* _Task instructions_
Type out the data exactly as given. Skip any image.

* _Exercise material_

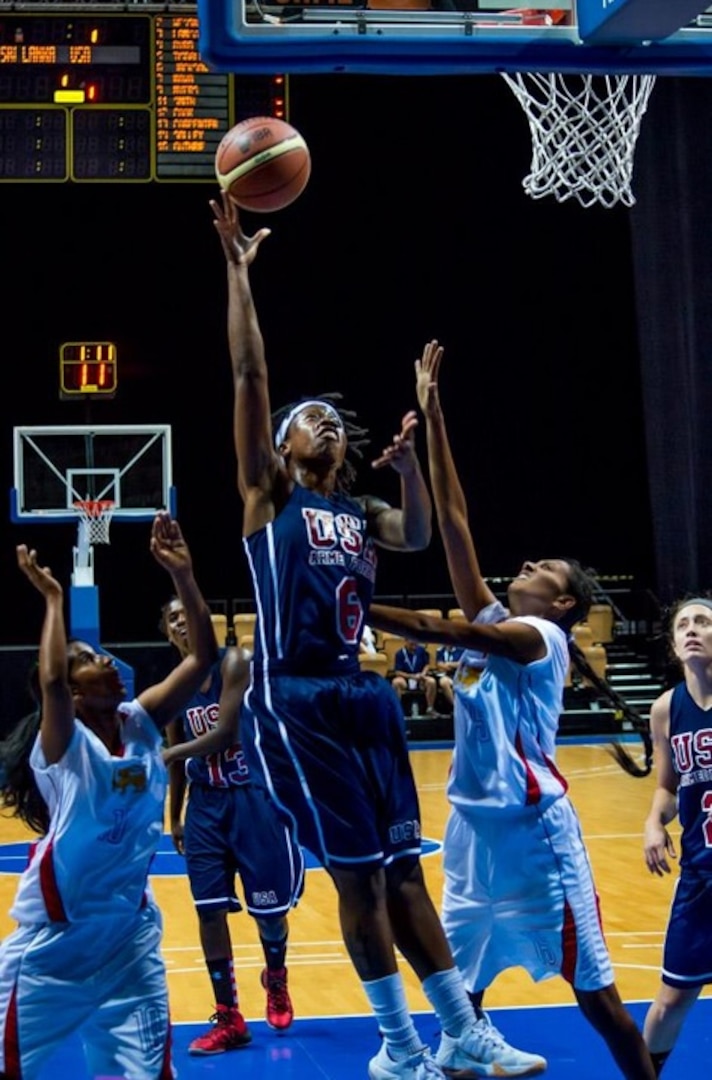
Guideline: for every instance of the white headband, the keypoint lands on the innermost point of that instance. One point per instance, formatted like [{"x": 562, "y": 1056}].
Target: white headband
[
  {"x": 704, "y": 601},
  {"x": 284, "y": 426}
]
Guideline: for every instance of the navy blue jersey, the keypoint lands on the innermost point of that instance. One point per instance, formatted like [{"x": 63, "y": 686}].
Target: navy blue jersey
[
  {"x": 226, "y": 769},
  {"x": 412, "y": 660},
  {"x": 690, "y": 740},
  {"x": 313, "y": 570}
]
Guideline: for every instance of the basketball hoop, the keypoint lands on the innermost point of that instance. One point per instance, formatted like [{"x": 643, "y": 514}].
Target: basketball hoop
[
  {"x": 94, "y": 518},
  {"x": 583, "y": 133}
]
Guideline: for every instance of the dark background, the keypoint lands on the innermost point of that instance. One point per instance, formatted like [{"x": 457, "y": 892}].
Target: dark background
[{"x": 414, "y": 225}]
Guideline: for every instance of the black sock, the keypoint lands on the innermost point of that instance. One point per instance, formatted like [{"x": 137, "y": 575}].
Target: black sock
[
  {"x": 222, "y": 976},
  {"x": 274, "y": 954}
]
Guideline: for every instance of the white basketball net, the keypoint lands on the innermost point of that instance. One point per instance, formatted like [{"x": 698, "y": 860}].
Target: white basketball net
[
  {"x": 94, "y": 521},
  {"x": 583, "y": 133}
]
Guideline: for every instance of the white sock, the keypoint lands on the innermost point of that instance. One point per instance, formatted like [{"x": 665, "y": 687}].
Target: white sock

* _Result below_
Guideline: for every instance of the white headband, the keypoint lands on the innermost point of that instance. One point per instance, formatted like [{"x": 562, "y": 1056}].
Target: white headband
[
  {"x": 704, "y": 601},
  {"x": 284, "y": 426}
]
Guideline: for every instance of the navy blue jersey, the keypoint lands on the innermost point of that instance. One point per instance, formatted like [{"x": 63, "y": 686}].
Target: navy blue jersey
[
  {"x": 226, "y": 769},
  {"x": 412, "y": 660},
  {"x": 690, "y": 740},
  {"x": 313, "y": 570}
]
Guideline: for every instance of the basketball hoop, the keypoint lands on the innermost point of that instance. One point per instance, formatted like [{"x": 643, "y": 514}].
Target: basketball hoop
[
  {"x": 94, "y": 518},
  {"x": 583, "y": 133}
]
Guideline: for every instance of the dark background, the keypoint lands on the innermost point of that instance. One point per instance, formatted like [{"x": 457, "y": 892}].
Target: dark background
[{"x": 414, "y": 225}]
Guideline: for every instance of the black sock, the keypoint lands on the innermost point of that instance. One point per instance, formatted like [{"x": 137, "y": 575}].
Target: black sock
[
  {"x": 222, "y": 976},
  {"x": 274, "y": 954}
]
Guideline: for every instance of the white basketball net, the keypoint lands on the innermost point of that instance. One point per instance, formatted like [{"x": 698, "y": 860}].
Target: white basketball net
[
  {"x": 94, "y": 521},
  {"x": 583, "y": 133}
]
Guideline: for every instance of the white sock, the keypoint lands on the innermost point of that instance. One point per instance, formatted like [{"x": 665, "y": 687}].
Target: white sock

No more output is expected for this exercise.